* _SELECTED EXCERPT_:
In 1967 computer scientist Melvin Conway made an observation that came to be known as Conway’s Law.
Organizations which design systems (in the broad sense used here) are constrained to produce designs which are copies of the communication structures of these organizations.
Conway’s Law is why you often find rigid, silo’ed tables modeled into the data architecture of rigid companies with silo’ed business departments, or scrambled and unplanned relationships across software entities at bootstrap startups; code reflects the human environment in which it is developed.

* _ENTRIES SHOWN_:
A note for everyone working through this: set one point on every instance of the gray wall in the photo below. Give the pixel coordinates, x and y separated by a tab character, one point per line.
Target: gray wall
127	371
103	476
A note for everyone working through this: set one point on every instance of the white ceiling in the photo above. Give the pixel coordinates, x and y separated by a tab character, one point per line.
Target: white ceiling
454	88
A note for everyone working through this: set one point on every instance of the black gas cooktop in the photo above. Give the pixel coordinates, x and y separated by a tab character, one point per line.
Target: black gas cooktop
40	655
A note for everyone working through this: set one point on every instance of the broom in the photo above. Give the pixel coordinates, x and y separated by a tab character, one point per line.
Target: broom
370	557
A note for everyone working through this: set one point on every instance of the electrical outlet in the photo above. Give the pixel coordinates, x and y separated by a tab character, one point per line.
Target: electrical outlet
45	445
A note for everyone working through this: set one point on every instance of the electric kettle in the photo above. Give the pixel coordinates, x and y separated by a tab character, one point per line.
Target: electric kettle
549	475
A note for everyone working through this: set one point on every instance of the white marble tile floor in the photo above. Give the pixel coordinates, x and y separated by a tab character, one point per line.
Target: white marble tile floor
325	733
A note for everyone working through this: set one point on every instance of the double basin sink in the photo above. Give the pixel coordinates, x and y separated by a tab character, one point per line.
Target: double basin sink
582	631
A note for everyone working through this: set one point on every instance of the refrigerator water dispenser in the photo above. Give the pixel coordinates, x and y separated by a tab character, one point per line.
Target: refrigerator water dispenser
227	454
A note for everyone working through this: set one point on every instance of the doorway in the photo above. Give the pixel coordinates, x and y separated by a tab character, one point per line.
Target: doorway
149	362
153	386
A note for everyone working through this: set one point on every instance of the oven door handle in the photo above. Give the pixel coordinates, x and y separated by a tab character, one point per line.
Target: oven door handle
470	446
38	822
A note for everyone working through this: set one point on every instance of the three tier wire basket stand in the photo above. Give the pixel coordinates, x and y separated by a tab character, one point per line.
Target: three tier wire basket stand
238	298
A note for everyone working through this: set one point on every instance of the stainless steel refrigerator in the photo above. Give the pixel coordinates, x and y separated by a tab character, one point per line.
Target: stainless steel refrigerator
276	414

* _THINGS TO DO_:
A – In the passage on Conway's Law, what year did Melvin Conway make his observation?
B – Reproduce the passage on Conway's Law word for word, starting at "Organizations which design" and ending at "it is developed.".

* _RESULTS BY TASK_:
A – 1967

B –
Organizations which design systems (in the broad sense used here) are constrained to produce designs which are copies of the communication structures of these organizations.
Conway’s Law is why you often find rigid, silo’ed tables modeled into the data architecture of rigid companies with silo’ed business departments, or scrambled and unplanned relationships across software entities at bootstrap startups; code reflects the human environment in which it is developed.